▶ _WHAT TO WORK ON_: Write out each of the lines below word for word.

(Stored dataset items)
※

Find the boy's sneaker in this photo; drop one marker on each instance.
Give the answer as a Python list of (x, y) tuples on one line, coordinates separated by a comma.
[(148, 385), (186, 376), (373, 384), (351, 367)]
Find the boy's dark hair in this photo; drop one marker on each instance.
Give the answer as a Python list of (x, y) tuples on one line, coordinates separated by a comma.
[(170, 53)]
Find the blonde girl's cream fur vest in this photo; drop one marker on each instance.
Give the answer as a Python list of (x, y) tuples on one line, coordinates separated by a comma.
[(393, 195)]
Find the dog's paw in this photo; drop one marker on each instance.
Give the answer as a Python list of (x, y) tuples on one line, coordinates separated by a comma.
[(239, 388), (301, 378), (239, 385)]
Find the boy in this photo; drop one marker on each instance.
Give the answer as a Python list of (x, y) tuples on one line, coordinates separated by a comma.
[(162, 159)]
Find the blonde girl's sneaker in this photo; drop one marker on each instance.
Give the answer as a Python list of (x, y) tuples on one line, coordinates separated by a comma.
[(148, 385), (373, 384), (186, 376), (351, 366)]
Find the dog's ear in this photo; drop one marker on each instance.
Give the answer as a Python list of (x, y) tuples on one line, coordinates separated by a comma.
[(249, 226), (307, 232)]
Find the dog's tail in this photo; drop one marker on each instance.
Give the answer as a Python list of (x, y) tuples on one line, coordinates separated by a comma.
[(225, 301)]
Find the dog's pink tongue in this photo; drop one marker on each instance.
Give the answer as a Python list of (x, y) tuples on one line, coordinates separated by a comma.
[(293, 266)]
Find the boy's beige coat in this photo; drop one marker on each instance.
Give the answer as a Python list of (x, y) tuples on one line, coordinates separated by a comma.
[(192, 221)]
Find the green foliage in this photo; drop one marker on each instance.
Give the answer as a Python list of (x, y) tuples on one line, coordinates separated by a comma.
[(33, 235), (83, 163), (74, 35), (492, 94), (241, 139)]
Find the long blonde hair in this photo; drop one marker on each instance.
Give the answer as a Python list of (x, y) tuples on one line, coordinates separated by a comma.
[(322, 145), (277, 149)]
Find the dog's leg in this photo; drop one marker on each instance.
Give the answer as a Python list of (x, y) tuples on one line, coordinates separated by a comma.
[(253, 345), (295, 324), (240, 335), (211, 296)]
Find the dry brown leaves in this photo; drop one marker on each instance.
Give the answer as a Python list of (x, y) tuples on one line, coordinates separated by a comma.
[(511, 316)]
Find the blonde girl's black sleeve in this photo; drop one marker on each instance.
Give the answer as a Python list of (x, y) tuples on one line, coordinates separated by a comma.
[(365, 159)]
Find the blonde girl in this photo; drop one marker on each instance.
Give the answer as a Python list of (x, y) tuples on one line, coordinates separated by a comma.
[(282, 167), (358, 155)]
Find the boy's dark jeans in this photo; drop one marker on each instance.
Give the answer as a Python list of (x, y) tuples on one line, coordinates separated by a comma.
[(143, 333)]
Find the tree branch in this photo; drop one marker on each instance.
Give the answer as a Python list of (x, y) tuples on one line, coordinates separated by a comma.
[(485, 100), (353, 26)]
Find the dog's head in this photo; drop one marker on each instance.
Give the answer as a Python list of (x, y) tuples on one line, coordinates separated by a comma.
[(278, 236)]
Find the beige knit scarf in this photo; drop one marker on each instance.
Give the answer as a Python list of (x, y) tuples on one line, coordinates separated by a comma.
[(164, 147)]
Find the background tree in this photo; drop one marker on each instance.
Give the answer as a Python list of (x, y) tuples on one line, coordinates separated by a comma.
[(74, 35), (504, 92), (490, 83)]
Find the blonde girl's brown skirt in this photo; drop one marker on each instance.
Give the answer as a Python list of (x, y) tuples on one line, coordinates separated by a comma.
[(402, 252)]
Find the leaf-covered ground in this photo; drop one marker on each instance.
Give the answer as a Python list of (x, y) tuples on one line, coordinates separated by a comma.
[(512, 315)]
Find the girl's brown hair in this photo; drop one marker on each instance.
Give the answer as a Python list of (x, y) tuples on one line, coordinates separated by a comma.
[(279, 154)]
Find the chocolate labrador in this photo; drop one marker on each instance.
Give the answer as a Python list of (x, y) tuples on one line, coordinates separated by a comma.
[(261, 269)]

※

▶ _RESULT FOR THIS TASK_:
Find the boy's sneaker in this photo; drop one marker on each instance.
Give the answer as a Python list of (x, y) tuples on one line, coordinates separated by a comma.
[(148, 385), (186, 376), (373, 384), (351, 367)]
Find the boy's dark hair in this photo; drop one marker on each instance.
Give the answer as a Python list of (x, y) tuples on one line, coordinates separated by a comma.
[(170, 53)]
Find the blonde girl's cream fur vest in this photo; drop one marker on each instance.
Give the answer as a Python list of (x, y) tuples on one line, coordinates separated by a comma.
[(393, 195)]
Find the dog's paw in this photo; drop one marker on each instance.
Give the answer as a Python list of (x, y) tuples on one line, coordinates separated by a comma.
[(239, 388), (301, 378), (239, 385)]
Find the boy in this photo; drop one marker on each instance.
Give the answer as a Python list of (x, y) tuples on one line, coordinates separated by a comma.
[(162, 159)]
Find the blonde girl's sneaker in this photo; drop one marker on each instance.
Give the answer as a Python list of (x, y) tuples on one line, coordinates separated by a comma.
[(148, 385), (373, 384), (186, 376), (351, 366)]
Find the dog's ear in this photo; drop one marker on each instance.
Give the answer as a Python list of (x, y) tuples on one line, coordinates separated by a comma.
[(249, 226), (307, 232)]
Find the dog's tail in this photo; drop one marker on each instance.
Give the answer as a Python list of (x, y) tuples on one line, coordinates separated by a comma.
[(225, 301)]
Find the dog's pink tongue in this photo; drop one marker on each instance.
Give the answer as a Python list of (x, y) tuples on one line, coordinates separated by a comma.
[(293, 266)]
Find the boy's beige coat in this photo; drop one marker on each instance.
Give the answer as a Python list of (x, y) tuples on one line, coordinates separated by a comma.
[(192, 221)]
Find the green foliage in this photo; drop one marker on each instance.
Give the answer as a Python list of (x, y) tuples on one line, coordinates separated by a comma.
[(33, 235), (83, 163), (74, 35), (492, 94), (241, 139)]
Find the long blonde hair in this photo; drop one marker on each instance.
Give the answer as a Python list of (x, y) tuples on one line, coordinates separated by a comma.
[(322, 145), (277, 149)]
Find the dog's leg in this photo; drop one marker on each instance.
Give the answer as a Python list of (x, y) tuples on one line, coordinates separated by a comma.
[(253, 345), (295, 324), (240, 335), (211, 296)]
Find the dry brown leaves in this photo; drop one marker on each instance.
Give the answer as a Python list of (x, y) tuples on one line, coordinates separated by a comma.
[(511, 316)]
Find the blonde girl's black sleeve in this photo; drop one marker on each instance.
Give the answer as a Python list of (x, y) tuples on one line, coordinates separated by a comma.
[(365, 159)]
Find the blonde girl in this photo; drop one marker on each instance.
Give the answer as a Python list of (x, y) tuples on one line, coordinates separated by a comma.
[(282, 167), (358, 155)]
Find the boy's dark jeans in this photo; drop one marker on each instance.
Give the answer as a Python list of (x, y) tuples on one line, coordinates separated by a comma.
[(143, 333)]
Find the tree branch in this photo; drop one marker on each instance.
Give the answer as a Python list of (x, y) tuples on one line, coordinates separated by a comma.
[(485, 100), (353, 26)]
Find the dog's head in this photo; drop one marker on each instance.
Give the answer as a Python list of (x, y) tuples on one line, coordinates separated by a comma.
[(278, 236)]
Find the beige knit scarf in this photo; drop one marker on each instance.
Give the answer as a Python list of (x, y) tuples on one line, coordinates separated by a comma.
[(164, 147)]
Find the background tree in this photo; drop one marker on each instance.
Give the answer as a Python list of (x, y) tuples on one line, coordinates separated by a comma.
[(74, 35), (504, 92), (490, 83)]
Find the blonde girl's brown skirt in this photo; drop one marker on each instance.
Give the answer as a Python list of (x, y) tuples on one line, coordinates separated by a comma.
[(402, 252)]
Find the leaf-covered ground in this photo; drop one marker on each instance.
Give the answer as a Python list of (x, y) tuples on one line, coordinates separated by a comma.
[(512, 315)]
Find the girl's brown hair in this photo; drop one marker on each instance.
Give the answer as a Python list of (x, y) tuples on one line, coordinates separated by a comma.
[(279, 154)]
Find the chocolate labrador in this photo; drop one marker on each instance.
Give the answer as a Python list of (x, y) tuples on one line, coordinates separated by a comma.
[(261, 269)]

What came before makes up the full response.